======== Document extract

Done (well I just quickly hacked up the same idea on top of your old
patches). Lessons to be learned from this:
- Make sure that you really include _all_ the bugfixes. This pach here
  isn't just tuning, it's crucial to make it work. And this isn't the
  first time vpg teams upstream something and later on we notice that
  important bugfixes have been forgotten.

  Because this wasn't done both you & me wasted a lot of time arguing
  about these patches and trying to test them.

- Please squash this patch in with patch 3 since otherwise we have a
  regression. Also please try to dig out why exactly this works like this
  since the hpd irq happening _before_ hpd status settles sounds to me
  like we have a little time machine in our silicon which can predict the
  future ...

- Please respin the patch series with the IS_VLV || gen >= 8 checks drop,
  I'm fairly confident that this bugfix here is the bit we've been looking
  for since years. At least it would be good to retest on all platforms
  for maximal test coverage.

Cheers, Daniel
> 
> Regards,
> Sonika
> -----Original Message-----
> From: Daniel Vetter [mailto:daniel.vetter@ffwll.ch] On Behalf Of Daniel Vetter
> Sent: Wednesday, August 26, 2015 3:10 PM
> To: Jindal, Sonika
> Cc: intel-gfx@lists.freedesktop.org
> Subject: Re: [Intel-gfx] [PATCH 4/4] drm/i915: Retry for live status
> 
> On Tue, Aug 25, 2015 at 05:31:33PM +0530, Sonika Jindal wrote:
> > Some monitors take time in setting the live status.
> > So retry for few times if this is a connect HPD
> > 
> > Signed-off-by: Sonika Jindal <sonika.jindal@intel.com>
> 
> Why was this bugfix not part of the original series? Now I have to retest on my ivb to figure out whether maybe this one here is the issue ...
> 
> Also how exactly does this work? I thought the hpd bits control whether we get an interrupt, not the other way round? Why exactly does this help?
> Definitely needs a lot more explanation.
> 
> Also this seems to break bisect, since before the preceeding patch to check hpd status we just retried edid reading for a while.
> 
> This kind of hacking doesn't really convince me that hpd status is working, just that our own testing isn't good enough to catch all real-world issues.
> -Daniel
> 
> > ---
> >  drivers/gpu/drm/i915/intel_hdmi.c |   15 +++++++++++++++
> >  1 file changed, 15 insertions(+)

================
======== Material

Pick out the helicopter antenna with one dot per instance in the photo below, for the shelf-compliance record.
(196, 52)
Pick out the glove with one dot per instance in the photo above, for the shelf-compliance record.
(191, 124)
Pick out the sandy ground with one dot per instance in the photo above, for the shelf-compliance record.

================

Brief 1 ->
Extract the passage of the patch review thread from "Done (well I" up to and including "to test them.".
Brief 2 ->
Translate this sentence from the patch review thread into Spanish: "Definitely needs a lot more explanation."
Work from the patch review thread alone.

Reply 1 ->
Done (well I just quickly hacked up the same idea on top of your old
patches). Lessons to be learned from this:
- Make sure that you really include _all_ the bugfixes. This pach here
  isn't just tuning, it's crucial to make it work. And this isn't the
  first time vpg teams upstream something and later on we notice that
  important bugfixes have been forgotten.

  Because this wasn't done both you & me wasted a lot of time arguing
  about these patches and trying to test them.

Reply 2 ->
Definitivamente necesita mucha más explicación.